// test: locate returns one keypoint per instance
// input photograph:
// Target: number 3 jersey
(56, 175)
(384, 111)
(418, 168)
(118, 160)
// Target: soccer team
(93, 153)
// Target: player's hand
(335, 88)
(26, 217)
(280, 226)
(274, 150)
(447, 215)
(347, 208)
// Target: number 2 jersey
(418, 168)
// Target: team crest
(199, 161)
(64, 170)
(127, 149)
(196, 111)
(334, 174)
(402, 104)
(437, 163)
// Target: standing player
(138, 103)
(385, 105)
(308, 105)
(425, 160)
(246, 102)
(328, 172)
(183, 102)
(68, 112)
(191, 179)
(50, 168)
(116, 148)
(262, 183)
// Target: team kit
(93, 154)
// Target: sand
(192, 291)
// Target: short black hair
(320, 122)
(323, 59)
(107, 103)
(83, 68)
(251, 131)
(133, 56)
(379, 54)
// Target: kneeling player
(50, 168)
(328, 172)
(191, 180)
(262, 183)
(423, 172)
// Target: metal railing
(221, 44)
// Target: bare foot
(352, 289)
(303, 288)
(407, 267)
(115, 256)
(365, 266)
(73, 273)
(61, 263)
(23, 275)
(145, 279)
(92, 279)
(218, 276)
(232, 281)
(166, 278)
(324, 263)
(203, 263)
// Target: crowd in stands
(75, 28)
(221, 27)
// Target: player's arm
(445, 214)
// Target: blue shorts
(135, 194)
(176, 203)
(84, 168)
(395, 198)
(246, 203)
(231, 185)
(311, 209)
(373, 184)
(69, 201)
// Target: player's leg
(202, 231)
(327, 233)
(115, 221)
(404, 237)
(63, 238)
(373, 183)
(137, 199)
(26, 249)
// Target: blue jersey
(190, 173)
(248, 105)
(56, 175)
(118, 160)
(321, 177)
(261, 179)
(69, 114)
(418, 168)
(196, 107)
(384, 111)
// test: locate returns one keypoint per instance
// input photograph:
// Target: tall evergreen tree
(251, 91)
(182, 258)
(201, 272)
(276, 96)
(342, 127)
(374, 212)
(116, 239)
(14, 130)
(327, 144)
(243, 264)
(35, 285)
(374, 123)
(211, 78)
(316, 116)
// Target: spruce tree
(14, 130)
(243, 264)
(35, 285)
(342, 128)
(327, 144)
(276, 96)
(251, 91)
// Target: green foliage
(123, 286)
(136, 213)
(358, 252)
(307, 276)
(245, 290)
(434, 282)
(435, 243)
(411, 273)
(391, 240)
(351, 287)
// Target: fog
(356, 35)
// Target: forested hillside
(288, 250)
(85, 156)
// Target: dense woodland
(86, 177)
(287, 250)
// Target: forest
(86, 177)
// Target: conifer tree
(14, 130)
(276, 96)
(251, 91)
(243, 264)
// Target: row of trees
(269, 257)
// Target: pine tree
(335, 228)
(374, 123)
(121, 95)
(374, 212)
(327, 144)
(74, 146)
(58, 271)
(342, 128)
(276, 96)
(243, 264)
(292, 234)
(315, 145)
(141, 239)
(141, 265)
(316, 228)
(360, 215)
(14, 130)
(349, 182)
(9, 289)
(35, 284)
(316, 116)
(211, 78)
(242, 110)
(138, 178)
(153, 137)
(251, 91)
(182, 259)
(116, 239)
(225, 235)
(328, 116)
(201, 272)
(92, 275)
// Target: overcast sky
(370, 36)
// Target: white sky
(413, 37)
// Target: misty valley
========================================================================
**Required work**
Repeat the data above, word for word.

**Answer to the problem**
// test: locate returns one keypoint per instance
// input photograph:
// Target: number 3 jersey
(56, 175)
(384, 111)
(418, 168)
(118, 160)
// Target: soccer team
(93, 153)
// Target: player's hand
(335, 88)
(26, 217)
(280, 226)
(274, 150)
(447, 215)
(347, 208)
// Target: number 2 jersey
(418, 168)
// Target: team crest
(199, 161)
(64, 170)
(127, 149)
(196, 111)
(334, 174)
(402, 104)
(437, 163)
// Target: standing player
(138, 103)
(385, 105)
(308, 105)
(425, 160)
(246, 102)
(328, 172)
(183, 102)
(68, 112)
(191, 179)
(50, 168)
(116, 148)
(262, 183)
// Target: team kit
(93, 154)
// Target: sand
(192, 291)
// Target: short black hair
(320, 122)
(323, 59)
(107, 103)
(83, 68)
(251, 131)
(133, 56)
(379, 54)
// Target: kneeling player
(50, 168)
(328, 172)
(191, 180)
(262, 183)
(423, 172)
// Target: metal railing
(221, 44)
// Target: bare foot
(352, 289)
(303, 288)
(407, 267)
(115, 256)
(365, 266)
(73, 273)
(61, 263)
(23, 275)
(145, 279)
(92, 279)
(218, 276)
(232, 281)
(166, 278)
(324, 263)
(203, 263)
// Target: crowd in stands
(75, 28)
(221, 27)
// Target: player's arm
(445, 214)
// Target: blue shorts
(135, 194)
(176, 203)
(84, 168)
(395, 198)
(246, 203)
(231, 185)
(311, 209)
(373, 184)
(69, 201)
// Target: player's leg
(202, 231)
(327, 233)
(115, 221)
(404, 237)
(63, 238)
(373, 183)
(137, 199)
(26, 249)
// Target: blue jersey
(190, 173)
(248, 105)
(56, 175)
(118, 160)
(321, 177)
(261, 179)
(69, 114)
(418, 168)
(196, 107)
(384, 111)
// test: locate returns one keypoint per instance
// input photograph:
// Target: tall evergreen tree
(251, 91)
(182, 258)
(201, 272)
(276, 96)
(342, 127)
(374, 212)
(116, 239)
(14, 130)
(327, 144)
(243, 264)
(35, 285)
(374, 123)
(211, 78)
(316, 116)
// Target: spruce tree
(14, 130)
(243, 264)
(35, 285)
(342, 128)
(327, 144)
(276, 96)
(251, 91)
// Target: green foliage
(123, 286)
(136, 213)
(358, 252)
(307, 276)
(245, 290)
(434, 282)
(435, 243)
(411, 273)
(391, 240)
(351, 287)
// Target: fog
(356, 35)
// Target: forested hillside
(288, 250)
(85, 156)
// Target: dense woodland
(86, 177)
(287, 250)
// Target: forest
(86, 177)
// Target: conifer tree
(14, 130)
(276, 96)
(251, 91)
(243, 264)
// Target: row of trees
(269, 257)
// Target: pine tree
(335, 228)
(374, 123)
(121, 95)
(374, 212)
(327, 144)
(74, 146)
(58, 271)
(342, 128)
(276, 96)
(243, 264)
(292, 234)
(315, 145)
(141, 239)
(141, 265)
(316, 228)
(360, 215)
(14, 130)
(349, 182)
(9, 289)
(35, 284)
(316, 116)
(211, 78)
(242, 110)
(138, 178)
(153, 137)
(251, 91)
(182, 259)
(116, 239)
(225, 235)
(328, 116)
(201, 272)
(92, 275)
// Target: overcast sky
(370, 36)
// Target: white sky
(413, 37)
// Target: misty valley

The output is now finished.